[START Data to process]
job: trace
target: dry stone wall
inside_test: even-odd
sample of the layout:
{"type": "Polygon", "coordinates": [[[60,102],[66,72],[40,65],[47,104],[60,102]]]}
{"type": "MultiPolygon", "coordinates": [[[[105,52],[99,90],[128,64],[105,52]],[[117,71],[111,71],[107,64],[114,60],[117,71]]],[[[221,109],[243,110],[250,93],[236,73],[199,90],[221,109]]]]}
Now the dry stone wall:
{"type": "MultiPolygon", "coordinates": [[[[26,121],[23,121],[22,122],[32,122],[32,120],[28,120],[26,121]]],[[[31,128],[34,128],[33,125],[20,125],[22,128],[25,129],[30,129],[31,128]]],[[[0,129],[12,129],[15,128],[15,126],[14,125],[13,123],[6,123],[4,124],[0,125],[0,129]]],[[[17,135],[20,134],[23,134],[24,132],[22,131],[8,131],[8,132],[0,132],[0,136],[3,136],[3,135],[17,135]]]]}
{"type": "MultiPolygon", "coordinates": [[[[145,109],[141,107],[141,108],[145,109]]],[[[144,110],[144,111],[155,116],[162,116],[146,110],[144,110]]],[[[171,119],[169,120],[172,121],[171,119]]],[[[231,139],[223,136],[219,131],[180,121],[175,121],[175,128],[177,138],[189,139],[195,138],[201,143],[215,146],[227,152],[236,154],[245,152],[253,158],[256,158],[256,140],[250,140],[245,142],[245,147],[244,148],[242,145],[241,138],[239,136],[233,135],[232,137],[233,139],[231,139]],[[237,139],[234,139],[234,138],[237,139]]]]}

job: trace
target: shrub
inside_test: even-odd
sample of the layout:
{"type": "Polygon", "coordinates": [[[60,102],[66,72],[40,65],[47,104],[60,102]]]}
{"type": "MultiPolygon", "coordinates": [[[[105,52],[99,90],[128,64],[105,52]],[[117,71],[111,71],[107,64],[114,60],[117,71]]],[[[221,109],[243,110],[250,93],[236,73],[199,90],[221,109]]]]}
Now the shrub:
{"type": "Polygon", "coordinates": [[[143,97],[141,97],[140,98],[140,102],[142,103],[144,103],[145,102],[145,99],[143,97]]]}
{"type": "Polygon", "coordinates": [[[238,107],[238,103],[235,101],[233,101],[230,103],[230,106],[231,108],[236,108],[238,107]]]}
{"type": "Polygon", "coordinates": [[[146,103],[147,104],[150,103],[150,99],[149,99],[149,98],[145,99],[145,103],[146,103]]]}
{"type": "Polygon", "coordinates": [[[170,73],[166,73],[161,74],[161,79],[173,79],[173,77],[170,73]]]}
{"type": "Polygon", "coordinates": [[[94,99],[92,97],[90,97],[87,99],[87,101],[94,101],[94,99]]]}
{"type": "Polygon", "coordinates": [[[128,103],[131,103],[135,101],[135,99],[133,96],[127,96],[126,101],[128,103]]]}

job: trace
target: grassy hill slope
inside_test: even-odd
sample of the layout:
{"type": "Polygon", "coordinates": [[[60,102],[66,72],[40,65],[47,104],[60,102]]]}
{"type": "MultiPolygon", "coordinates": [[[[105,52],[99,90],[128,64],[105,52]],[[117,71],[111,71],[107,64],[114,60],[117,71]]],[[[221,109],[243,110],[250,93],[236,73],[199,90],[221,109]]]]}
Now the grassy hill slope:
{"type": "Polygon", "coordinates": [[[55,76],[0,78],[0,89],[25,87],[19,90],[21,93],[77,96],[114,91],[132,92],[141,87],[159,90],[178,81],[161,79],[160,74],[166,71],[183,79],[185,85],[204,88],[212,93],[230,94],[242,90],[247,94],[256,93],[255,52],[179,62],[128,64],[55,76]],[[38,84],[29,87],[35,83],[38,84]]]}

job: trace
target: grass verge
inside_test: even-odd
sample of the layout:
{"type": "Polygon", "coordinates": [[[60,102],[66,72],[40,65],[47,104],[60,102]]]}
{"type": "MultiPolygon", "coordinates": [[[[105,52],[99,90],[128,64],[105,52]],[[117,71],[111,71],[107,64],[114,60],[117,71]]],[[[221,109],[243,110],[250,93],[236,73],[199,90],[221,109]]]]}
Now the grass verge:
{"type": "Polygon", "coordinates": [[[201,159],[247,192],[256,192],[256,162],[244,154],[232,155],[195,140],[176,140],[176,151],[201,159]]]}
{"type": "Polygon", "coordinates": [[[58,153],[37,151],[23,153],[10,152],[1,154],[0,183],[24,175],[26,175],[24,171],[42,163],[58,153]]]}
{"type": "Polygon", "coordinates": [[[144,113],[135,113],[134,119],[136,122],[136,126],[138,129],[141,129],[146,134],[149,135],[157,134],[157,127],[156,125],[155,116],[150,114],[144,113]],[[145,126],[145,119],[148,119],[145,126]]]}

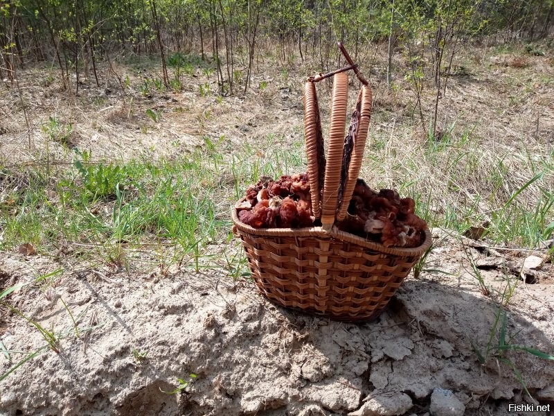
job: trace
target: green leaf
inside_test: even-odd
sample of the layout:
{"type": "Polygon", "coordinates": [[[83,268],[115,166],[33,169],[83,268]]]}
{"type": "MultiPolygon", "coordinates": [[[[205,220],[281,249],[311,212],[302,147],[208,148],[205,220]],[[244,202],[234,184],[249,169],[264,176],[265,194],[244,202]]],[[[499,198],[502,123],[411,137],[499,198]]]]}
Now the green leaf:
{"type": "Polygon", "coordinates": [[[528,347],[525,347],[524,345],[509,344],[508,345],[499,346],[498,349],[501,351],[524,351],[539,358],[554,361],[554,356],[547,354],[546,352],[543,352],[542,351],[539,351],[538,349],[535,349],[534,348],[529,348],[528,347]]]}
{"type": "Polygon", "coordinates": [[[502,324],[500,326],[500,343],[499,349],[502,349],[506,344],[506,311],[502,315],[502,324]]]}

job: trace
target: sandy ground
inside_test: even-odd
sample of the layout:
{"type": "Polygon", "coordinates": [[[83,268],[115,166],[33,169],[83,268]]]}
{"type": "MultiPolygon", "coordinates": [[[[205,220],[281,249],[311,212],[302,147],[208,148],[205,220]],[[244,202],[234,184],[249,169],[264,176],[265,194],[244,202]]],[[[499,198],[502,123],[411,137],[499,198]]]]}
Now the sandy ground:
[END Data to process]
* **Prompt**
From the records given above, reproduce all text exactly and exclude each picture.

* **Result for this exercise**
job: trace
target: dry stone wall
inside_test: even-odd
sample of the layout:
{"type": "Polygon", "coordinates": [[[60,102],[66,72],[40,65],[47,104],[60,102]]]}
{"type": "MultiPolygon", "coordinates": [[[[105,52],[99,90],[128,64],[105,52]],[[117,71],[111,71],[107,64],[114,60],[117,71]]],[[[221,109],[243,110],[250,93],[236,73],[199,90],[221,109]]]]}
Now the dry stone wall:
{"type": "MultiPolygon", "coordinates": [[[[26,121],[23,121],[22,122],[32,122],[32,120],[28,120],[26,121]]],[[[31,128],[34,128],[33,125],[20,125],[22,128],[25,129],[30,129],[31,128]]],[[[0,129],[12,129],[15,128],[15,126],[14,125],[13,123],[6,123],[4,124],[0,125],[0,129]]],[[[17,135],[20,134],[23,134],[24,132],[22,131],[8,131],[8,132],[0,132],[0,136],[3,136],[3,135],[17,135]]]]}
{"type": "MultiPolygon", "coordinates": [[[[145,109],[141,107],[141,108],[145,109]]],[[[144,110],[144,111],[155,116],[162,116],[146,110],[144,110]]],[[[171,119],[169,120],[172,121],[171,119]]],[[[231,139],[223,136],[219,131],[180,121],[175,121],[175,128],[177,138],[189,139],[195,138],[201,143],[215,146],[227,152],[236,154],[245,152],[253,158],[256,158],[256,140],[250,140],[245,142],[245,147],[244,148],[242,145],[241,138],[239,136],[233,135],[232,137],[233,139],[231,139]],[[237,139],[234,139],[234,138],[237,139]]]]}

job: trace
target: shrub
inside_test: even-odd
sample of the layout:
{"type": "Polygon", "coordinates": [[[60,102],[66,72],[40,65],[47,104],[60,102]]]}
{"type": "MultiPolygon", "coordinates": [[[[105,52],[99,90],[128,64],[105,52]],[[117,71],[111,71],[107,64],[114,60],[117,71]]],[[[221,109],[243,110],[250,93],[236,73],[199,90],[221,109]]]]}
Now the shrub:
{"type": "Polygon", "coordinates": [[[143,97],[141,97],[140,98],[140,102],[142,103],[144,103],[145,102],[145,99],[143,97]]]}
{"type": "Polygon", "coordinates": [[[238,107],[238,103],[235,101],[233,101],[230,103],[230,106],[231,108],[236,108],[238,107]]]}
{"type": "Polygon", "coordinates": [[[146,103],[147,104],[150,103],[150,99],[149,99],[149,98],[145,99],[145,103],[146,103]]]}
{"type": "Polygon", "coordinates": [[[170,73],[166,73],[161,74],[161,79],[173,79],[173,77],[170,73]]]}
{"type": "Polygon", "coordinates": [[[94,99],[92,97],[90,97],[87,99],[87,101],[94,101],[94,99]]]}
{"type": "Polygon", "coordinates": [[[128,103],[131,103],[135,101],[135,99],[133,96],[127,96],[126,101],[128,103]]]}

job: trace
target: grassy hill slope
inside_test: even-odd
sample of the layout:
{"type": "Polygon", "coordinates": [[[60,102],[66,72],[40,65],[47,104],[60,102]]]}
{"type": "MultiPolygon", "coordinates": [[[[105,52],[99,90],[128,64],[105,52]],[[117,71],[111,71],[107,64],[114,60],[117,71]]],[[[221,109],[243,110],[250,93],[236,73],[199,90],[221,109]]]]}
Now the grassy hill slope:
{"type": "Polygon", "coordinates": [[[55,76],[0,78],[0,89],[25,87],[19,90],[21,93],[77,96],[114,91],[132,92],[141,87],[159,90],[178,81],[161,79],[160,74],[166,71],[183,79],[185,85],[204,88],[212,93],[230,94],[242,90],[247,94],[256,93],[255,52],[179,62],[128,64],[55,76]],[[38,84],[29,87],[35,83],[38,84]]]}

job: trace
target: grass verge
inside_test: even-odd
sample of the layout:
{"type": "Polygon", "coordinates": [[[60,102],[66,72],[40,65],[47,104],[60,102]]]}
{"type": "MultiPolygon", "coordinates": [[[[105,52],[99,90],[128,64],[105,52]],[[117,71],[111,71],[107,64],[114,60],[117,71]]],[[[221,109],[243,110],[250,93],[236,73],[199,90],[221,109]]]]}
Now the grass verge:
{"type": "Polygon", "coordinates": [[[201,159],[247,192],[256,192],[256,162],[244,154],[232,155],[195,140],[176,140],[176,151],[201,159]]]}
{"type": "Polygon", "coordinates": [[[58,153],[37,151],[23,153],[10,152],[1,154],[0,183],[24,175],[26,175],[24,171],[42,163],[58,153]]]}
{"type": "Polygon", "coordinates": [[[144,113],[135,113],[134,119],[136,122],[136,126],[138,129],[141,129],[146,134],[149,135],[157,134],[157,127],[156,125],[155,116],[150,114],[144,113]],[[145,126],[145,119],[148,119],[145,126]]]}

job: trace
target: green leaf
inside_test: even-odd
sample of the layout:
{"type": "Polygon", "coordinates": [[[83,268],[115,166],[33,169],[83,268]]]}
{"type": "MultiPolygon", "coordinates": [[[[205,220],[281,249],[311,212],[302,147],[208,148],[205,220]],[[244,202],[234,184],[249,169],[264,176],[265,194],[244,202]]],[[[499,198],[502,123],[411,137],[499,198]]]]}
Now the green leaf:
{"type": "Polygon", "coordinates": [[[528,347],[525,347],[524,345],[509,344],[508,345],[499,346],[498,349],[501,351],[524,351],[539,358],[554,361],[554,356],[547,354],[546,352],[543,352],[542,351],[539,351],[538,349],[535,349],[534,348],[529,348],[528,347]]]}
{"type": "Polygon", "coordinates": [[[502,324],[500,326],[500,343],[499,349],[502,349],[506,344],[506,311],[502,315],[502,324]]]}

job: trace
target: sandy ground
inside_test: even-odd
sample of the layout:
{"type": "Polygon", "coordinates": [[[83,268],[115,166],[33,169],[83,268]]]}
{"type": "MultiPolygon", "coordinates": [[[[205,220],[281,249],[311,212],[302,147],[208,148],[205,220]],[[244,202],[234,184],[249,169],[264,176],[265,194],[244,202]]],[[[499,198],[502,123],[411,137],[499,198]]]]}
Now the sandy ground:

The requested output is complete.